**OBJECTIF A:** Quelles personnes sont nommées dans le texte à lire ? Donnez-les toutes.
**OBJECTIF B:** Pouvez-vous reprendre mot pour mot toutes les lignes des entrées, sans y inclure les images ?

**TEXTE À LIRE:**

'''

Créer

Le chant des accusées : du procès verbal au verbe chanté - Épisode 3 : chanter l'archive

Commande de l’Académie du festival d’Aix-en-Provence, Le chant des accusées, cycle de mélodies d’Arthur Lavandier, est composé d’après des archives de procès de femmes jugées en la chambre criminelle du parlement de Paris au xviie siècle. Il est l’aboutissement d’une réflexion historienne, textuelle et artistique menée par le compositeur en collaboration avec Aurélien Peter, doctorant en histoire moderne. Pour Entre-Temps, tous deux reviennent sur cette expérience partagée, sur les réflexions et les questionnements qu’elle a suscités chez eux et par rapport à leurs pratiques respectives. Dans ce dernier épisode, ils détaillent les procédés de mise en musique des archives sélectionnées et reviennent sur la journée de la création en concert à Aix par Julie Fuchs et Alphonse Cemin.

Transformation des textes et mise en musique – Arthur Lavandier

Dans le cas de notre création, deux points me sont apparus particulièrement puissants : d’une part, malgré les transformations dues au style principalement indirect des commis au greffe, les mots écrits sur les plumitifs forment l’unique lien, même s’il a pu être fabriqué, déformé, simplifié, avec l’événement-primordial, avec l’énonciation-même. Ces mots se placent donc, d’une certaine manière, un degré en-dessous de l’enregistrement sonore. D’autre part, ces textes ont une nature extraordinaire, puisque tirés de situations extraordinaires, criminelles, et confrontées à la justice.

Ma première idée, et j’admets que c’était par une certaine volonté de sensationnalisme, ma première idée était de ne prendre que des paroles de femmes accusées de sorcellerie. Heureusement, l’idée fut rapidement rejetée, pour ce qu’elle avait de déséquilibré et d’injuste. En effet, parmi tous les interrogatoires de femmes qu’Aurélien avait trouvés, très peu concernaient des affaires de sorcellerie, et il aurait été terrible, aux yeux de nos consciences, je crois, de forcer le trait et de mettre de côté un pan entier de ce champ de recherche qui nous semblait pourtant extrêmement intéressant, celui des affaires typiquement « féminines » de l’époque : l’infanticide, les mauvaises paroles ou l’adultère.

C’est de cette manière que nous avons commencé à extraire des bouts de textes, parfois juste une phrase, parfois cinq pages, de plumitifs rapportant des types d’affaires très diverses. De plus en plus, l’idée de présenter un panel varié de cette étrange tranche de réalité judiciaire nous est apparue comme étant la plus légitime. Il me paraissait aussi de plus en plus important que les textes une fois sélectionnés et mis ensemble forment un tout vivant et dynamique, voire surprenant.

'''

**ENTRÉES PRÉSENTÉES:**
'''

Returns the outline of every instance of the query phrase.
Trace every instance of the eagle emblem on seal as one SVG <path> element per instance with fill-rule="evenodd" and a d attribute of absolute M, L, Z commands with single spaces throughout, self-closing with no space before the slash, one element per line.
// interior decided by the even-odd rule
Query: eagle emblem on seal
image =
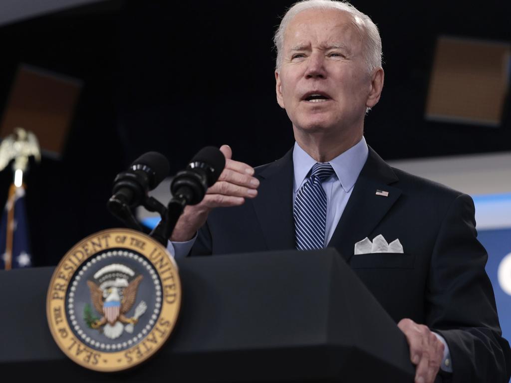
<path fill-rule="evenodd" d="M 101 316 L 99 319 L 89 318 L 89 326 L 110 339 L 119 338 L 125 330 L 132 332 L 138 318 L 147 308 L 145 302 L 141 301 L 134 315 L 127 316 L 135 303 L 142 279 L 142 275 L 135 276 L 131 269 L 120 264 L 105 266 L 95 274 L 94 280 L 87 280 L 87 284 L 92 305 Z"/>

'''

**RÉSULTAT A:** Arthur Lavandier, Aurélien Peter, Julie Fuchs, Alphonse Cemin

**RÉSULTAT B:**
Returns the outline of every instance of the query phrase.
Trace every instance of the eagle emblem on seal as one SVG <path> element per instance with fill-rule="evenodd" and a d attribute of absolute M, L, Z commands with single spaces throughout, self-closing with no space before the slash, one element per line.
// interior decided by the even-odd rule
Query: eagle emblem on seal
image =
<path fill-rule="evenodd" d="M 101 316 L 99 319 L 89 318 L 89 326 L 110 339 L 119 338 L 125 330 L 132 332 L 138 318 L 147 308 L 145 302 L 141 301 L 134 315 L 127 316 L 135 303 L 142 279 L 142 275 L 135 276 L 131 269 L 120 264 L 105 266 L 95 274 L 94 280 L 87 280 L 87 284 L 92 305 Z"/>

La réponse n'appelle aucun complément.